◆ Tasks
1 – According to the text on Prolog module conventions, why might the filename in a file's opening comment differ from the name on the publisher's source disc?
2 – Summarize the text on Prolog module conventions in two sentences.
3 – Extend the text on Prolog module conventions, starting after its last sentence.

◆ Excerpted passage
Modules and programming conventions.
------------------------------------


(1) How the source files are structured.
----------------------------------------                 

Although I have not assumed that you will have a module system, I have
structured the source into what would be modules if you did have one. I
have done this by splitting it into different files: one file per
notional module. Each file contains two kinds of predicates: public and
private. Public predicates are those that I know to be called from other
files. Private predicates are those called only from within the file
they are defined in.

Each file looks like this:


    /*  SCRIPT.PL  */


    :- module script.


    :- public next/1,
              again/0,
              script/2,
              section/2.


    /*
    SPECIFICATION
    -------------              

    <general remarks>

    <operator declarations embedded here, if any (see OUTPUT.PL)>

    PUBLIC again:
    <description of again>

    PUBLIC next( Status- ):
    <description of next>

    ...etc...
    */


    /*
    IMPLEMENTATION
    --------------             

    <general remarks>
    */


    :- needs
        bug / 1,
        find_file / 5,
        open_and_reconsult / 2,
        output / 1.


    :- dynamic
        script_position / 1,
        script_name / 2,
        script_text / 2.

Each file starts with a comment giving its name. Note that this may not
be the same as the name on the source disc available from the publisher:
this latter is written on MS-DOS, and its filenames have to conform to
the idiocies of that operating system. The comment is followed by the
directive
    :- module Name.
Name is an atom, usually similar to the filename.

Then follows
    :- public Predicate1/Arity1,
              Predicate2/Arity2,
              ...
The name and arity of every public predicate - i.e. every predicate
called from outside the file (or which it is sensible to call from
outside the file) - appears here.

Following these two directives there may be a :-dynamic directive. This
has the same syntax as public: it declares exported predicates which
are defined by run-time assertions, rather than in the code as written.

After this is the SPECIFICATION comment. This starts with general
information about the module and what it's for, and then gives a
specification of each public predicate individually: argument types and
modes, the predicate's logical meaning, and so on.

The comment may be broken by a part
    */
    <operator declarations>
    /*
The rationale for placing them here is that they will affect what
happens outside the module (by changing how Prolog parses its input),
and so they form part of the interface with other modules.

◆ Source data
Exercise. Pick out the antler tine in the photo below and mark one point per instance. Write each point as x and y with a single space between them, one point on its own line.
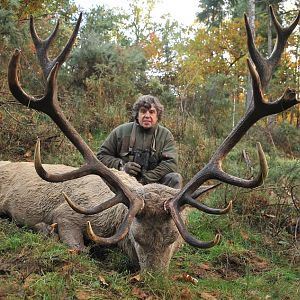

◆ Task-by-task answers
1 – The disc was written on MS-DOS, so its filenames have to conform to that operating system's rules.

2 – The source is split into files, one per notional module, and each file holds public predicates that are called from other files and private predicates that are called only within the file. Each file opens with a comment giving its name, followed by a module directive, a public directive listing every public predicate, and possibly a dynamic directive for predicates defined by run-time assertions, and then a SPECIFICATION comment that describes the module and each public predicate and may contain operator declarations, since those affect parsing outside the module.

3 –
Each predicate is specified by a line starting
    PUBLIC PredicateName
This facilitates searching for the definition with a text editor.

Now we launch into the implementation, starting with the IMPLEMENTATION
comment. I have made a strict separation between this and the
specification part, following Modula and similar languages. Most
Prolog programmers do not do so, but I think it helps readability.

This is followed by a :-needs directive, listing predicates needed
from elsewhere. You can also quote file names:
    :- needs
        is_letter_or_digit_char / 1,
        file( sdo ),
        file( sdo_output ).
See module LIB.PL for more details. I have put in the directives mainly
to help those with module systems, but LIB also uses them for a loading
system where you needn't specify filenames.

There may also be a :-dynamic directive. This refers to dynamic, non-
exported predicates.

Next comes the source code (and possibly more comments about
implementation). Finally there is an :- endmodule directive.

This structure should be easily adaptable to your module system, if you
have one. Note that I have assumed only two levels of predicate:
*   Predicates private to a module.
*   Predicates potentially callable from anywhere in the program.


(2) The cross-referencer.
-------------------------      

Included with the source is a cross-referencing program from the
public-domain DEC10 library. This program was written by Dave Bowen and
Chris Mellish, with some contribution from others, at the Edinburgh
University Department of Artificial Intelligence. If you give it a list
of the files comprising the Tutor, then it will generate a list of each
module's publics and imports, in the form of public and import
directives. It also generates a conventional cross-reference listing,
showing which predicates are called by which others and in which file
they are defined.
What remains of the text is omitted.